[Data extracted from a collection]
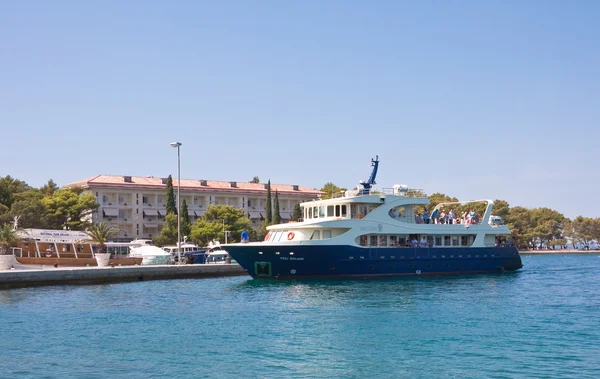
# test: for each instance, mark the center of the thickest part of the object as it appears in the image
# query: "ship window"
(373, 240)
(382, 240)
(363, 241)
(464, 240)
(361, 211)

Try it >> Please give back all the records above word for word, with no pictures included.

Reply >>
# test: for each instance, mark the center of the thickest part of the object as it appears in the image
# query: "ship window"
(373, 240)
(382, 240)
(363, 241)
(464, 240)
(361, 211)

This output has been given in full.